### AIM OF THE TASK
Whenever a picture appears, leave it out while repeating all the other data exactly.

### RECORDS FOR THE TASK
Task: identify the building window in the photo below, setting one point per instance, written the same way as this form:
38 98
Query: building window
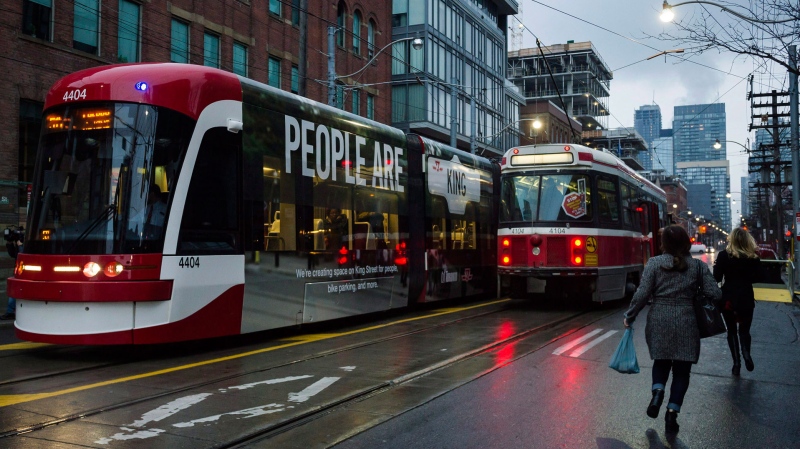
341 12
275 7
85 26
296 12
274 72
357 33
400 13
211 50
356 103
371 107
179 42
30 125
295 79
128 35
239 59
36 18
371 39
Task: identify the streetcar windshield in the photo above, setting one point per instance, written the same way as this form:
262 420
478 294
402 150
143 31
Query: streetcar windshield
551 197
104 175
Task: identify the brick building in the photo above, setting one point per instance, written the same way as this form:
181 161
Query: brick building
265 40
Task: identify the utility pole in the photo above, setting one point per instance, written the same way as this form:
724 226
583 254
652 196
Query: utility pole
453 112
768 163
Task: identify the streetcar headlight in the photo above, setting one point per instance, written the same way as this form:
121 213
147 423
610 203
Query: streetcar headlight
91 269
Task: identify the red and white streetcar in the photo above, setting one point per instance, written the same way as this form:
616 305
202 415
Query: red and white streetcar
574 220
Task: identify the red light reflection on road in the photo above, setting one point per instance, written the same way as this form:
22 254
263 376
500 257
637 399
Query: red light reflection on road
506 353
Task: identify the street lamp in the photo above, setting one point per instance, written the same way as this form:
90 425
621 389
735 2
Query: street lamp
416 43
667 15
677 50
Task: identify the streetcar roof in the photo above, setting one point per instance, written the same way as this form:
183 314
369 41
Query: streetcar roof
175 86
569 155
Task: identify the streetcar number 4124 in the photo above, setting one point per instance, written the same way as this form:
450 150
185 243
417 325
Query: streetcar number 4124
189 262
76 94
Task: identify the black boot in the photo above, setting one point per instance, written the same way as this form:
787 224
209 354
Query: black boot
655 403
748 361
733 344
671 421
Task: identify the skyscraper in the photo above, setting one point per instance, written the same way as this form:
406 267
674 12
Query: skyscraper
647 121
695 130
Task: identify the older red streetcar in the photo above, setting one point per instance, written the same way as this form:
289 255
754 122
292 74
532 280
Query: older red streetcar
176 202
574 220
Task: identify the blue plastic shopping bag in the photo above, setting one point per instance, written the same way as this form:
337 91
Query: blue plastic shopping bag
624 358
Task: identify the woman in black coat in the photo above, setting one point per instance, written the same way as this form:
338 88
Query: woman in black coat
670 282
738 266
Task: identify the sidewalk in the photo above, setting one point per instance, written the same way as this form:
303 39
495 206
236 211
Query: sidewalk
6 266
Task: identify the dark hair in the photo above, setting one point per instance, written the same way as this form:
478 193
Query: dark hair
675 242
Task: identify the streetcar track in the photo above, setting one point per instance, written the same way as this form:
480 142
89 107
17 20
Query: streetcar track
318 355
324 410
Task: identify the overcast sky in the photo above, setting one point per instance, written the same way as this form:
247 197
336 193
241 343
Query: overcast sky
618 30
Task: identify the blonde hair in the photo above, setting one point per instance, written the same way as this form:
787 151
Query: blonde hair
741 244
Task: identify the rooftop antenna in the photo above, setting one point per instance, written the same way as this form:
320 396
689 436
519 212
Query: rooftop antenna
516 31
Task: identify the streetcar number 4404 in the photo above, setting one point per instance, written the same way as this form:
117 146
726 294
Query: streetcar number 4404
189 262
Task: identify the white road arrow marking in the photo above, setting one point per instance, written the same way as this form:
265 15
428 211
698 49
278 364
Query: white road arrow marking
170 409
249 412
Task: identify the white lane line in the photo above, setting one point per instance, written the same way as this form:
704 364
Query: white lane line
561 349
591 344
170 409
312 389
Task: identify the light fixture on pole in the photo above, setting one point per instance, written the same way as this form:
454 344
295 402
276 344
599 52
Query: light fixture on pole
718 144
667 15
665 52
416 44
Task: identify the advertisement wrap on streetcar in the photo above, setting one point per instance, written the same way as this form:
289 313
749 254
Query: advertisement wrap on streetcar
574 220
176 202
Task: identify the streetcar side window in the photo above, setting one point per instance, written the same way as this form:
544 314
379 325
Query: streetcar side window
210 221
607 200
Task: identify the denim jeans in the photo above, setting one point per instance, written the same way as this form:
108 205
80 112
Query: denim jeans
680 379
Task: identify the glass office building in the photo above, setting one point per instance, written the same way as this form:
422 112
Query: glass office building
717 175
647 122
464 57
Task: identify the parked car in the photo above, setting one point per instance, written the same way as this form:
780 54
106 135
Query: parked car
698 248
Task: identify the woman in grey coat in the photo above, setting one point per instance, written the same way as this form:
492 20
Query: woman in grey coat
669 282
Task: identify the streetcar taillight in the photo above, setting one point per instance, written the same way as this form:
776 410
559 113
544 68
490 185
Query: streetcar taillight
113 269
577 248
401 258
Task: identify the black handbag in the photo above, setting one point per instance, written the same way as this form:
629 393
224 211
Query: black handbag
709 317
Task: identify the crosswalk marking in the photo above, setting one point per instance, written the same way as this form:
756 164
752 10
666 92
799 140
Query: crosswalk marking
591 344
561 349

### PROBLEM SOLUTION
Task: identify the building window in the photo below, setting one point per instance, written the same way as this form:
38 98
Query: building window
341 12
275 7
85 26
296 12
274 72
357 33
400 13
211 50
356 103
371 107
179 42
30 125
295 79
128 35
239 59
36 18
371 39
Task: identify the streetcar windshield in the photo above, setting one point per instance, written the same way as this form:
262 420
478 294
402 150
143 31
Query: streetcar windshield
551 197
104 175
Task: identify the brick building in the photo above, setting one point per instance, written the same way as this form:
181 161
Query: brick building
265 40
Task: identify the utility pole in the photo above, setting one point per instance, written the same way as this form:
724 226
583 254
652 196
Query: utility pole
453 112
768 163
Task: identify the streetcar headlight in the photo above, setting one point per instance, written the same way as this form:
121 213
147 423
610 203
Query: streetcar headlight
91 269
Task: identify the red and white streetcar in the photo above, setting one point per instance, written the same way as this form:
616 305
202 415
Query: red and white streetcar
574 220
Task: identify the red light reflection on road in the photo above, setting one point per instance, written the same way as this form:
22 254
263 376
500 257
637 399
Query: red light reflection on road
506 353
Task: identify the street lamp in the photo above, setting one point per instance, written the same way as this form:
90 425
621 389
735 2
Query: street lamp
416 43
667 15
677 50
Task: identify the streetcar roof in the photo above, setting one point per instance, written the same way as this form:
183 314
369 41
Query: streetcar roof
175 86
569 155
Task: identify the streetcar number 4124 in the photo above, setting one point per instance, written the same way as this form:
450 150
185 243
417 325
Query: streetcar number 4124
189 262
76 94
Task: identify the black boot in the photo above, setting one point per instance, written the same way as this form:
787 224
209 354
Query: black boot
655 403
748 361
733 344
671 421
Task: identify the skyscraper in the photo above, setting one point per instance, written the same way as this form:
406 267
674 12
Query: skyscraper
647 121
695 130
Task: identify the older red streetcar in the photo above, setting one point per instance, written the same way as this form:
289 255
754 122
292 74
532 280
Query: older red streetcar
176 202
574 220
Task: identify the blue plastic shopping bag in the photo above, setting one point per instance, written the same way as this form:
337 91
Query: blue plastic shopping bag
624 358
Task: identify the woman in black coat in the photo above, setting one point per instance, written the same way as this form:
338 88
Query: woman in black coat
670 282
738 266
Task: identify the sidewalk in the photo above, setting one point per instance, written the same way as this form:
303 39
495 206
236 211
Query: sidewalk
6 266
Task: identify the dark hair in the photo above, setting one point per instance, written the same way as this form:
478 193
Query: dark hair
675 242
Task: identify the streetcar track in the photo above, setting one point per instance, written the same way as this form:
480 142
89 107
17 20
Query: streetcar track
318 355
324 410
Task: identify the overcast sky in the photo above, setting one point per instance, written the same way as this form:
247 197
336 193
241 343
Query: overcast sky
618 30
Task: identify the blonde hair in the photo above, setting one point per instance, written the same way as this form:
787 151
Query: blonde hair
741 244
Task: identify the rooftop antenna in the photo above, setting one point per instance, written the same way as this form:
320 396
689 436
519 212
Query: rooftop antenna
516 31
Task: identify the streetcar number 4404 in the photo above, setting one point per instance, written the same way as this form:
117 146
726 294
Query: streetcar number 4404
189 262
Task: identify the white road arrow marking in the photo above, setting one point per instance, written the same way as this form:
265 15
428 211
698 49
278 364
Query: white road arrow marking
170 409
249 412
Task: identify the white lane line in the photo above, setting one point per instance, written the same way as this form:
704 364
Query: white lane line
561 349
591 344
170 409
312 389
Task: identify the light fixture on pole in the photo above, setting one point per instance, written the same way as this form:
454 344
295 402
276 344
599 52
Query: light fixture on pole
718 144
667 15
665 52
416 44
Task: identify the advertisement wrap on streetcar in the photo above, setting one point per instance, written the same way as this form:
289 313
749 254
Query: advertisement wrap on streetcar
574 220
176 202
Task: identify the streetcar side window in the photo above, setting one point per instance, written the same way as this form:
544 314
379 325
Query: streetcar side window
210 221
607 200
Task: identify the denim jeans in the photo above, setting one point per instance, written the same way as this form:
108 205
80 112
Query: denim jeans
680 379
Task: identify the glass office building in the photo above, setting one point per instance, written the same way as this form:
422 112
Query: glass office building
717 175
647 122
464 57
Task: identify the parked car in the photo above, setting one point per instance, written the same way as this form:
780 54
106 135
Query: parked car
698 248
Task: identify the woman in grey coat in the photo above, setting one point per instance, written the same way as this form:
492 20
Query: woman in grey coat
669 282
Task: identify the streetcar taillight in the photo above, setting one point per instance, written the same way as this form:
776 410
559 113
544 68
490 185
Query: streetcar taillight
113 269
577 248
401 258
Task: identify the black handbag in the photo above, setting one point per instance, written the same way as this form:
629 393
224 211
Query: black handbag
709 317
Task: identify the crosswalk marking in the photo above, setting one point per instance, written the same way as this form:
756 164
752 10
666 92
799 140
Query: crosswalk marking
591 344
561 349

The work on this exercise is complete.